Assignment - Tell how many lines of the data below have the string "positive" in them. Say nothing more.

Records supplied -
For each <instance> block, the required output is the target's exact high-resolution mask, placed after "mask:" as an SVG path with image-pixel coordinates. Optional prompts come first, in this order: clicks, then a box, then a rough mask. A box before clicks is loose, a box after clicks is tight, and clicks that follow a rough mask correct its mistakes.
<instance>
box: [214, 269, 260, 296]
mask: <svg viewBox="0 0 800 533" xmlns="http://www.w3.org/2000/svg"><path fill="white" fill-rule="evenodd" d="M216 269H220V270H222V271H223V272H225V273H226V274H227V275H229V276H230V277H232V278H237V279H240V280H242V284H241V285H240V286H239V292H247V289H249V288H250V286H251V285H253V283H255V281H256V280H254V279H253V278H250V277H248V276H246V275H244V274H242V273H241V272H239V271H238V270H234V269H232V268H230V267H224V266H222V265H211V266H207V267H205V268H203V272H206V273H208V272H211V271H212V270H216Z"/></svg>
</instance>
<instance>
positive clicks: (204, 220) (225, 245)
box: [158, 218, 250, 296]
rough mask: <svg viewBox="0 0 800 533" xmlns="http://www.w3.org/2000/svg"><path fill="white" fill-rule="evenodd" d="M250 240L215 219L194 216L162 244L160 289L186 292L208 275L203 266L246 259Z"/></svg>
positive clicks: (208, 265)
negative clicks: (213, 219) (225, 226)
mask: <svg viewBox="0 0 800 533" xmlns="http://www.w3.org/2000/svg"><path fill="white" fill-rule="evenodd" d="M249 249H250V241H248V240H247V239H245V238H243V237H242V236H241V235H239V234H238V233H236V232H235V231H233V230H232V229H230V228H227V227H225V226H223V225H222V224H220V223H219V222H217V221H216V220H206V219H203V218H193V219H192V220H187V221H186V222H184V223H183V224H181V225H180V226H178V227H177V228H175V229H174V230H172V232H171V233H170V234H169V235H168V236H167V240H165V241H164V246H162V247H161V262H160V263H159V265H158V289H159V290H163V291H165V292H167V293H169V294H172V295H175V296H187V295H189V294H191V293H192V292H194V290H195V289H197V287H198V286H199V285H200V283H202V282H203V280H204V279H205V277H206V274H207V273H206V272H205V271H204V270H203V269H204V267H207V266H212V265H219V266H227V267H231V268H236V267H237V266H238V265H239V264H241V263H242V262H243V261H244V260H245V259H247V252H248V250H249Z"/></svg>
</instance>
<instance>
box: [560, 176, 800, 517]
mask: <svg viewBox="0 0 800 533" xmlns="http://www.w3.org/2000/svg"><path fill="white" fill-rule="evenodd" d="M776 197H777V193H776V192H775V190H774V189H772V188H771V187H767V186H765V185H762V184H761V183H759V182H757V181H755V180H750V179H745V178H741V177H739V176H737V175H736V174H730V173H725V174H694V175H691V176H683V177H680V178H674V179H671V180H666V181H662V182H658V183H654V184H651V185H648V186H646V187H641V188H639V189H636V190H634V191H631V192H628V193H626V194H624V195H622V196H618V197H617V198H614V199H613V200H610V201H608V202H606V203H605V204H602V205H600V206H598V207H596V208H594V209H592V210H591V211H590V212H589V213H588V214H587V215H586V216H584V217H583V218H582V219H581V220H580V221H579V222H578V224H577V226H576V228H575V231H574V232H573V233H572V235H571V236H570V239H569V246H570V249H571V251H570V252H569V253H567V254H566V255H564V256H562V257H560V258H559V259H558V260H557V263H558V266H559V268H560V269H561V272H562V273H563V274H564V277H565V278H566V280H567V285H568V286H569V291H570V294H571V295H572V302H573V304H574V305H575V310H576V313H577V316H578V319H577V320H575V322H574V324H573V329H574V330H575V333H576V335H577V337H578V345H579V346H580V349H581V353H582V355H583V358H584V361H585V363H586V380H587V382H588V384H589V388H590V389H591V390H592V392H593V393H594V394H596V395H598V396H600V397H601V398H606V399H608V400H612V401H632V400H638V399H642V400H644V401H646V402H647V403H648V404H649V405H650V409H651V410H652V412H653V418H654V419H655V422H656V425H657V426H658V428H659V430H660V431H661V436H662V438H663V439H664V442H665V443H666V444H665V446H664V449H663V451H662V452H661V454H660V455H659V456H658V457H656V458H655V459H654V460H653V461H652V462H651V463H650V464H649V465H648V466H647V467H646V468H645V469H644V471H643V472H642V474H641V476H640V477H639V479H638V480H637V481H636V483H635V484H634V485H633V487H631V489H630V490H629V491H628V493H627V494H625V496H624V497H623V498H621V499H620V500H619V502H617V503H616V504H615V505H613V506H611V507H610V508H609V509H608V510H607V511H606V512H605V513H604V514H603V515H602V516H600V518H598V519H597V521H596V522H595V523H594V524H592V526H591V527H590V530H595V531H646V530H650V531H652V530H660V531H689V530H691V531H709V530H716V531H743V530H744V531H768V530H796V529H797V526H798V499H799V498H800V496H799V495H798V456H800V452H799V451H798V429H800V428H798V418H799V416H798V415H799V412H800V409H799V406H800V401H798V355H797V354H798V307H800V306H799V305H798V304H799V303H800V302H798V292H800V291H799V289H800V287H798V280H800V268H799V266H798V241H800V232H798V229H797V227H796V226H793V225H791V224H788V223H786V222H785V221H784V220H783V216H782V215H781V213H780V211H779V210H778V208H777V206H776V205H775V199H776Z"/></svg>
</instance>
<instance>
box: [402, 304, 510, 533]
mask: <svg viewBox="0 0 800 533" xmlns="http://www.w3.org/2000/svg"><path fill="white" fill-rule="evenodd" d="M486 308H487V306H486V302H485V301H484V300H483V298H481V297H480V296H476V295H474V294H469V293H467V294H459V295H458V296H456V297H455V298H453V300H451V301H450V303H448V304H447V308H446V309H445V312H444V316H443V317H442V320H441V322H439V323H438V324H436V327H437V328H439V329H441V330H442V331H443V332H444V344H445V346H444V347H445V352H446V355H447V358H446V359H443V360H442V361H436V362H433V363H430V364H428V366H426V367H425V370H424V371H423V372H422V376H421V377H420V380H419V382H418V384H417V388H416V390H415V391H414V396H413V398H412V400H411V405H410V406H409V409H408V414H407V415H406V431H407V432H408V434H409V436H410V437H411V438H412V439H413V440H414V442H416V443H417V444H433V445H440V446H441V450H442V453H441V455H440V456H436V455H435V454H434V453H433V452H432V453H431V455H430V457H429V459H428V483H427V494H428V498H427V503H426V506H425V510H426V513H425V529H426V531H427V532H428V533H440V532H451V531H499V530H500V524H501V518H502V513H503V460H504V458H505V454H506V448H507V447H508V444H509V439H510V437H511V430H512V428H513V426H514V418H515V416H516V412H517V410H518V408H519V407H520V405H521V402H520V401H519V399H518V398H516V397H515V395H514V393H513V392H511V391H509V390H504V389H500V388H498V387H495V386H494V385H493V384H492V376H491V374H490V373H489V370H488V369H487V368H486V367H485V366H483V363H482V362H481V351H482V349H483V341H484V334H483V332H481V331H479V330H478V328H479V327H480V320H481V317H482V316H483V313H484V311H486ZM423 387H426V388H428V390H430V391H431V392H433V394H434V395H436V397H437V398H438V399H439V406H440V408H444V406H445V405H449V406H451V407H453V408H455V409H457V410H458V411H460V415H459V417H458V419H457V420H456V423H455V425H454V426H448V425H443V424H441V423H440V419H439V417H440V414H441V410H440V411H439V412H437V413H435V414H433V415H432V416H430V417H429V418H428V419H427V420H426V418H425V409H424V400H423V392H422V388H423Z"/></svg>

Response box - 2